=== SOURCE PASSAGE ===

With the vaccination campaign picking up pace and the planned introduction of a ‘green pass‘ to allow tourism to restart, the industry is awakening from its lockdown slumber and preparing to welcome tourists again.
According to a study by research agency, Demoskopia, in conjunction with the University of Sannio, over 23 million extra tourists are expected between June and September, compared with the same period last year.
The regions of Puglia, Tuscany and Sicily take the top spots for the predicted most-visited destinations. They’re followed by Emilia-Romagna and Sardinia as the tourist hubs for summer 2021.
With Puglia at the top of the list, expecting some four million visitors from within the EU alone, is the region prepared for a summer of tourism?
Forming the heel of Italy’s ‘boot’, this region’s stunning coastline and beaches are a huge draw for holidaymakers – and authorities have been busy ensuring those picture perfect seascapes are in top shape, following a study in May deeming the water quality “excellent”.
The Regional Agency for Environmental Prevention and Protection (ARPA) found that the coastline has met the highest quality for bathing standards.
The agency’s environmental analyst, Pietro Petruzzelli said, “For the city of Bari, it is hugely satisfying to be able to count on 42 kilometres of coastline that are safe from a health and hygiene point of view – all the more so if the assessment is ‘excellent’ everywhere in terms of water quality.”
He also expects water sports to feature in people’s Puglia holidays: “Excellent water quality can help give new life to water sports activities that, like all sports, have had to suffer an inevitable slowdown due to the health emergency,” he added.
The region that’s famously home to vineyards, renaissance art and breathtaking coastlines is prepared for the influx of tourists, but with “virtuous behaviour and respect for the rules”.
Marras added, “It will be a safe holiday in our region. Of course, prudence is a must.”
In Tuscany, 4.1 million tourists are expected this summer season, according to the Demoskopika study. That’s a 13.6% rise on last year’s figures.
“Certainly, it will take time to make up for lost ground and this summer will also have its limitations. But we will be able to manage the situation in the best possible way thanks to the professionalism of all the operators in the sector,” said Marras.
“The towns are also ready to organise, as far as possible, events that will give tourists the best possible welcome,” he added.
Such events include city festivals in Florence, from the Florence Jazz Festival to the ‘Apriti Cinema‘ (Open Cinema).
The magical floating city is relaunching itself this month with the opening of the International Architecture Exhibition (Biennale Architettura) on 22nd May and the Venice Boat Show (Salone Nautico) on 29th May.
“We will be the first to resume with events in attendance, but we need clear indications from the government,” said Tourism Councillor Simone Venturini in an interview on the city’s website.

=== SOURCE MATERIAL ===

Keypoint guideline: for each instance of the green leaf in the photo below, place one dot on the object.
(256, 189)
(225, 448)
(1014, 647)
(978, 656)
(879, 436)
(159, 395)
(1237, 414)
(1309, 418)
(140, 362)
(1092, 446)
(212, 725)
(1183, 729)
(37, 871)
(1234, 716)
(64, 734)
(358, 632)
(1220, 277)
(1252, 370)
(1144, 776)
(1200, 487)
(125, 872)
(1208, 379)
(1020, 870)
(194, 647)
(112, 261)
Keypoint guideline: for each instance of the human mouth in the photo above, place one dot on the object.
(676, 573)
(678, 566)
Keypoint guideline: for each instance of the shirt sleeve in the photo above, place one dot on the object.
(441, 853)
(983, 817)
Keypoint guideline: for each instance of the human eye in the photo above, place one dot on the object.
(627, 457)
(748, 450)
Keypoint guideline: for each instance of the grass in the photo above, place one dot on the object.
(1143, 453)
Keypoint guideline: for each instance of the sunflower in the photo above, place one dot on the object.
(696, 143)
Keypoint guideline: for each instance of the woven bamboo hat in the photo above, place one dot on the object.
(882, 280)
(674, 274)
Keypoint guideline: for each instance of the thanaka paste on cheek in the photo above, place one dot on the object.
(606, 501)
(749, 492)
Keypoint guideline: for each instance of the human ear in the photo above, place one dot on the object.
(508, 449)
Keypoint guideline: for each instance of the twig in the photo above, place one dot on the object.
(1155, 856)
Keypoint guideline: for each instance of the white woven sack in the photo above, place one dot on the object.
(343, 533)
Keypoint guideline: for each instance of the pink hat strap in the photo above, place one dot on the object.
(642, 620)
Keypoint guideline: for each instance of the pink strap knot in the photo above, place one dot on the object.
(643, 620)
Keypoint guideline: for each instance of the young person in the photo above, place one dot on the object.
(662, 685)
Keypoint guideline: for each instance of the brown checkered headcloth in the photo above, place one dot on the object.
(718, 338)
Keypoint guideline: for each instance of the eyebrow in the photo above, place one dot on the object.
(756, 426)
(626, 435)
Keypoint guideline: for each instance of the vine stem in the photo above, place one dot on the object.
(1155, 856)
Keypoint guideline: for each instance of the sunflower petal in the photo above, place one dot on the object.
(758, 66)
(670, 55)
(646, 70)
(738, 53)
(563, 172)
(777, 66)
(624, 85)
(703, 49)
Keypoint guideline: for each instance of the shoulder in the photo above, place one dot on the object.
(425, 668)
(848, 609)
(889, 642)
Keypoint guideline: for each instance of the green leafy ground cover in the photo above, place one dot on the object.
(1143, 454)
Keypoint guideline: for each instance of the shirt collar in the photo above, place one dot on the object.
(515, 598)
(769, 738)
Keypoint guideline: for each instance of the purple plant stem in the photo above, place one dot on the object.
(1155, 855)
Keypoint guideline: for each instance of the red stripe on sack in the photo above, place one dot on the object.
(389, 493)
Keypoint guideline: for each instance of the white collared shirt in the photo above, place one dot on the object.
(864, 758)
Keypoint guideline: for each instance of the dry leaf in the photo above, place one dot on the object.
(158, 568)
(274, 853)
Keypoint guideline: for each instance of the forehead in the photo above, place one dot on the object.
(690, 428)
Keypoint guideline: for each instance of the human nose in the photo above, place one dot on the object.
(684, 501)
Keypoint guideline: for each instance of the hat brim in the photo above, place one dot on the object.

===

In the passage on Italy's summer tourism, which agency found that Puglia's coastline met the highest quality for bathing standards? The rows are separate material and have nothing to do with the passage on Italy's summer tourism.

The Regional Agency for Environmental Prevention and Protection (ARPA).